Return the lines beginning at the one that contains "In this photo, where can the man in" and continuing to the end of the entries, including both ends, exactly as written and nothing else.

(Records from a data collection)
==================================================

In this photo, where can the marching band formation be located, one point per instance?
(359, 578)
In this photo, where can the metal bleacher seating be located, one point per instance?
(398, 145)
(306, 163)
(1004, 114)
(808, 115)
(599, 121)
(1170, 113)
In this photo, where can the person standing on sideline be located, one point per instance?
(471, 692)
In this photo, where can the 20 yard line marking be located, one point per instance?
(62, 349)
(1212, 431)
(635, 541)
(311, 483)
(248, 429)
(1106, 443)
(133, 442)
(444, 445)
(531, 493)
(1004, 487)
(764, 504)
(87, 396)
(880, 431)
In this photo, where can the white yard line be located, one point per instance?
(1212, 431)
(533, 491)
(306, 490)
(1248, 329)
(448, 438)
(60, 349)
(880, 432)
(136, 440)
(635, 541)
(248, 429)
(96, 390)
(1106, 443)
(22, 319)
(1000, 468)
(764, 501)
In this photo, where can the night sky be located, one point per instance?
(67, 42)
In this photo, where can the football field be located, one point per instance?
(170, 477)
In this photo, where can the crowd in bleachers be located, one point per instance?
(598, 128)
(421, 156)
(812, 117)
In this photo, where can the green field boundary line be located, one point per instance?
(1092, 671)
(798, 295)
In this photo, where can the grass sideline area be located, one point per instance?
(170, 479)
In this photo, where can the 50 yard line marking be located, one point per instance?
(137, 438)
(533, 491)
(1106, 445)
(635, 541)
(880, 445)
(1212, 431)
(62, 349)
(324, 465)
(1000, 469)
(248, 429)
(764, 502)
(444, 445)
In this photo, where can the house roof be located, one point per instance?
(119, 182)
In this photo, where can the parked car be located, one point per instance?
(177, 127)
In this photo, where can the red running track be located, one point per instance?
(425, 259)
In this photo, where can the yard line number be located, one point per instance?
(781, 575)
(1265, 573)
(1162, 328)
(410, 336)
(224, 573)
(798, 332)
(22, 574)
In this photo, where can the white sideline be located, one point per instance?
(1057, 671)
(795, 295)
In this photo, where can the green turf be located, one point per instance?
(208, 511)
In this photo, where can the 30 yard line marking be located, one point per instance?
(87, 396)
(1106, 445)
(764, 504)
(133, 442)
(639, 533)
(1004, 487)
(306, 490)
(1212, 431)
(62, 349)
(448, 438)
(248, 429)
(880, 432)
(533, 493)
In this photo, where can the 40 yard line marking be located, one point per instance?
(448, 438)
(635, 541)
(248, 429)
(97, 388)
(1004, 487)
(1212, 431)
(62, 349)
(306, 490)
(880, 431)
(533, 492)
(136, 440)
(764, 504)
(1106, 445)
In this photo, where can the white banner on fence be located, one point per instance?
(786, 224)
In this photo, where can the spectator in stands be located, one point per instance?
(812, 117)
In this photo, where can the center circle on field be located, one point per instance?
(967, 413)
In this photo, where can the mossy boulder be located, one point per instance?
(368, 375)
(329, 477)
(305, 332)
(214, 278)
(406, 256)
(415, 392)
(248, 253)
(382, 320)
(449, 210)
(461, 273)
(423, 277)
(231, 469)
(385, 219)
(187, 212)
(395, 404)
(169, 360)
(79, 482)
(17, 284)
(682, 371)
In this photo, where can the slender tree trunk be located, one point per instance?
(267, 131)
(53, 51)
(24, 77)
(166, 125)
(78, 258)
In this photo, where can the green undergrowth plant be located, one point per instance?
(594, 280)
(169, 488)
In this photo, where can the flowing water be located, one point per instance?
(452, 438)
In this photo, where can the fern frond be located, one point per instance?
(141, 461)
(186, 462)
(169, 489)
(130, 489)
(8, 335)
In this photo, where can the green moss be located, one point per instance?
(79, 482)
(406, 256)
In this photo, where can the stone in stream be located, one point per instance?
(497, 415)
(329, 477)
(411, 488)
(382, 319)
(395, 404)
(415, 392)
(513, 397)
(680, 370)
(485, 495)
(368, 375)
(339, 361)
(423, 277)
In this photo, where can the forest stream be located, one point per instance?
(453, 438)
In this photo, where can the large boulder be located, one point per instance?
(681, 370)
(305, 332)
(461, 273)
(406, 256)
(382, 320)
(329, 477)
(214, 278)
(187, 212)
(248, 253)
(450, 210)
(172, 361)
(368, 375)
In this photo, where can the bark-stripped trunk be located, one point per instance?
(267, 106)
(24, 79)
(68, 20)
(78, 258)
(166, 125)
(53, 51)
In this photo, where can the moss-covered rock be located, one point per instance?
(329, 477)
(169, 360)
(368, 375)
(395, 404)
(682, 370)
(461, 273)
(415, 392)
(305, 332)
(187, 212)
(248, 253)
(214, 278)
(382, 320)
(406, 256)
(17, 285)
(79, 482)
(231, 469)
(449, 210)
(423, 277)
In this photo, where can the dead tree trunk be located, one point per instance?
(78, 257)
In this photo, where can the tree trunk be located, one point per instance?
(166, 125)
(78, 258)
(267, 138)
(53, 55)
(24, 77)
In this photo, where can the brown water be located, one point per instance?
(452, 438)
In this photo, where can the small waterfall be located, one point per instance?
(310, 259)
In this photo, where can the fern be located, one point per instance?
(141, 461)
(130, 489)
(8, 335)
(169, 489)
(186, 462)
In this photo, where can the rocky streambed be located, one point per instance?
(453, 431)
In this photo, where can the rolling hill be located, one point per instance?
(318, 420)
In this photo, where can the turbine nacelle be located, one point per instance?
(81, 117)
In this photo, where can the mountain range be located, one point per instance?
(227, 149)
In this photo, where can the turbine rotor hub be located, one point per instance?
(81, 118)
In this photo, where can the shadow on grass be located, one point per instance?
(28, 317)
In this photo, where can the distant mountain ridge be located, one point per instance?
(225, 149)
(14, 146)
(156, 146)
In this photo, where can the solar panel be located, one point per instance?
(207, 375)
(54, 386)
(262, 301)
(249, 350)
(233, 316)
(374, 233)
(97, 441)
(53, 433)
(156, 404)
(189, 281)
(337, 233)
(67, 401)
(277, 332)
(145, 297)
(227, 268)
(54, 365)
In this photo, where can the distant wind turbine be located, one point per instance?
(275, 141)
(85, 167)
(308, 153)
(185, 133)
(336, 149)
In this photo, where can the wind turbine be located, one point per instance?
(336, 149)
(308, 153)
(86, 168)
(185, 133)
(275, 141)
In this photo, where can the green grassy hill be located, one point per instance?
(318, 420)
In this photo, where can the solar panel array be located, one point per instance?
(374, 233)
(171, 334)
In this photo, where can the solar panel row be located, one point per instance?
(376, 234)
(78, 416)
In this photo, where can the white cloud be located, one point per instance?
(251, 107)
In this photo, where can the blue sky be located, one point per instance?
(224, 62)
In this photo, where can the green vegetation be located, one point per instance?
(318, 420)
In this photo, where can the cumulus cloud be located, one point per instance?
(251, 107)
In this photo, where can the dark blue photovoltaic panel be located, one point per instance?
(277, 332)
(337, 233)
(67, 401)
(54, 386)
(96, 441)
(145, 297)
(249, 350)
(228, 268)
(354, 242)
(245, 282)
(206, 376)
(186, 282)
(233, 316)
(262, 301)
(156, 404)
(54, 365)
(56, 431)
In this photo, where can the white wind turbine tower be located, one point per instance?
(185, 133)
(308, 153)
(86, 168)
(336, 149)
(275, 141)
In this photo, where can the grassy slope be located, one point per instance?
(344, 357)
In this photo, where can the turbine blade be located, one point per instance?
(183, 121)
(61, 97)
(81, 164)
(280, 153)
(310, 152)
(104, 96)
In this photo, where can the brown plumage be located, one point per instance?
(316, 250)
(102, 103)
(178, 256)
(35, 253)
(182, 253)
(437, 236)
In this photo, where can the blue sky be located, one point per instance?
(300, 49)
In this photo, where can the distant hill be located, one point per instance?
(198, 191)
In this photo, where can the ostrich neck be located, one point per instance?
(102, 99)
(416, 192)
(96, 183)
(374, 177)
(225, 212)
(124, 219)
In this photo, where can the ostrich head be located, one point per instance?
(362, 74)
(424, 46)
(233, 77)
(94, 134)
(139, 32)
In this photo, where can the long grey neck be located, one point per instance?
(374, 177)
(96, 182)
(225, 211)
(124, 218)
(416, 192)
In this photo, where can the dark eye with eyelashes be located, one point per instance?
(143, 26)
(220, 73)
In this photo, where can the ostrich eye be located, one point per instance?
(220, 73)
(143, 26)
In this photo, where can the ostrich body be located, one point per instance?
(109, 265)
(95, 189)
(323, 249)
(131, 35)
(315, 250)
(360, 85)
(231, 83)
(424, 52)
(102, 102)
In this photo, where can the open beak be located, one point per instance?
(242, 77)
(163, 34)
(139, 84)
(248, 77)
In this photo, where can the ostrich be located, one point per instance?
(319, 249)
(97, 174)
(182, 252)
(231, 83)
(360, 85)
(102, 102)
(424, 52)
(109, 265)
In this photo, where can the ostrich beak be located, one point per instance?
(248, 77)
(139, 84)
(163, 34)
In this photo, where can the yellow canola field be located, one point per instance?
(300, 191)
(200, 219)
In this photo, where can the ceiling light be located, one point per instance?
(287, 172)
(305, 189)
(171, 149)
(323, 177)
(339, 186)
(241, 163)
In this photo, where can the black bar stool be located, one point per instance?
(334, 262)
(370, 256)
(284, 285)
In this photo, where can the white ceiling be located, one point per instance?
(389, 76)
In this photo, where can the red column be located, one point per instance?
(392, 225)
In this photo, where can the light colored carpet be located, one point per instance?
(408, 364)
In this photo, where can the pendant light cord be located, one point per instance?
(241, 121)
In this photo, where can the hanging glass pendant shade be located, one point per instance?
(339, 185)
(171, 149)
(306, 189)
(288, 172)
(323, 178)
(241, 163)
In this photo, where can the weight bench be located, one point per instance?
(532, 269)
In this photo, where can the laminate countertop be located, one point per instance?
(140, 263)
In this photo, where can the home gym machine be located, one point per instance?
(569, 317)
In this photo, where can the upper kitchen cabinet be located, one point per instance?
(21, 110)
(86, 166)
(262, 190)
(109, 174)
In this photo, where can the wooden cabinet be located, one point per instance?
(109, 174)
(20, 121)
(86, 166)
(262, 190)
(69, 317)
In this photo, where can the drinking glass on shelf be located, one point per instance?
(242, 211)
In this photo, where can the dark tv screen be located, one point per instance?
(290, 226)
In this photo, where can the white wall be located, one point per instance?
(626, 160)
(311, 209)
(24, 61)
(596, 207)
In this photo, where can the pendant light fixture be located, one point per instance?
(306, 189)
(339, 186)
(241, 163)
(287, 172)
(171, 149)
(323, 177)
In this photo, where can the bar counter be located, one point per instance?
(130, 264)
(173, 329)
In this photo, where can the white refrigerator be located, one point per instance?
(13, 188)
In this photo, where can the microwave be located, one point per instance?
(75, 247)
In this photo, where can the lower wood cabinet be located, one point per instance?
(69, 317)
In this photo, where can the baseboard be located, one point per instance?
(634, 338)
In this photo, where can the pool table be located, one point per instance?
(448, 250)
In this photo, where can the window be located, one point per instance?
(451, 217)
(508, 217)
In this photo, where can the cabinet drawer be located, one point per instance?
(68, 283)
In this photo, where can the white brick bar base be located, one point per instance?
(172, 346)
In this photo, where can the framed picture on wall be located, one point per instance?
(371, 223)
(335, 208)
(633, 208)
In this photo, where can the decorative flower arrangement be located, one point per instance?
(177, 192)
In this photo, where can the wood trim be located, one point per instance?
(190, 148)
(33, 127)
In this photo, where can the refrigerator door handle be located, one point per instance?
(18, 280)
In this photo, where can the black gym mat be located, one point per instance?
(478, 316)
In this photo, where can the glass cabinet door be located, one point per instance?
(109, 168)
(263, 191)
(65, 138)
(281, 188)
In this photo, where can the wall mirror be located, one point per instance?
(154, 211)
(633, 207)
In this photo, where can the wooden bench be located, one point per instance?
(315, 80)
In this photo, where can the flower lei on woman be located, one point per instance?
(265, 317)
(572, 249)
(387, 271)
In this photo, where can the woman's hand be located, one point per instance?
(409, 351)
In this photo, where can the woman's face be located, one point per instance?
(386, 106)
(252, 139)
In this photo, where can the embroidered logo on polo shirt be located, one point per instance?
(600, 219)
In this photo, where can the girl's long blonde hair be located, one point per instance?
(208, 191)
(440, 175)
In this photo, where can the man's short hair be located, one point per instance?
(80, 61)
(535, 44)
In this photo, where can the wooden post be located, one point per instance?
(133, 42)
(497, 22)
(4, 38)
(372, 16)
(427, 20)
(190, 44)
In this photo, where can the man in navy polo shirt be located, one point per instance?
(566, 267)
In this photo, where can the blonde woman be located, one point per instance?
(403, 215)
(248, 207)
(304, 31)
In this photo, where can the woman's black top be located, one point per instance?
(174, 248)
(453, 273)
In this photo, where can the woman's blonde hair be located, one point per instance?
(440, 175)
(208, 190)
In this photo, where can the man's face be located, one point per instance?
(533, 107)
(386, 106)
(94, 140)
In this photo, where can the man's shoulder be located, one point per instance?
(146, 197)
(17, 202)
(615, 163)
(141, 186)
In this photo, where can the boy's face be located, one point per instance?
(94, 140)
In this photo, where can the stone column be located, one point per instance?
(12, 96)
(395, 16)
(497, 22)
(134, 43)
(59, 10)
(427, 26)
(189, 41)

==================================================

**WRITTEN SOLUTION:**
In this photo, where can the man in navy polo shirt be located, one point per instance?
(566, 267)
In this photo, where can the blonde woman be located, one point per instance?
(403, 215)
(248, 207)
(304, 31)
In this photo, where can the woman's black top be located, one point per instance?
(174, 248)
(453, 273)
In this photo, where can the woman's blonde hair be located, one point per instance?
(440, 175)
(208, 190)
In this photo, where can the man's face be located, one point per instance?
(533, 107)
(386, 106)
(94, 140)
In this photo, where can the man's shoulder be located, one point per instance?
(146, 197)
(17, 202)
(615, 163)
(141, 186)
In this photo, where can the boy's face be located, one point per instance?
(94, 140)
In this photo, where can the stone column be located, one point per instance?
(12, 96)
(395, 16)
(497, 22)
(134, 43)
(59, 10)
(427, 26)
(189, 41)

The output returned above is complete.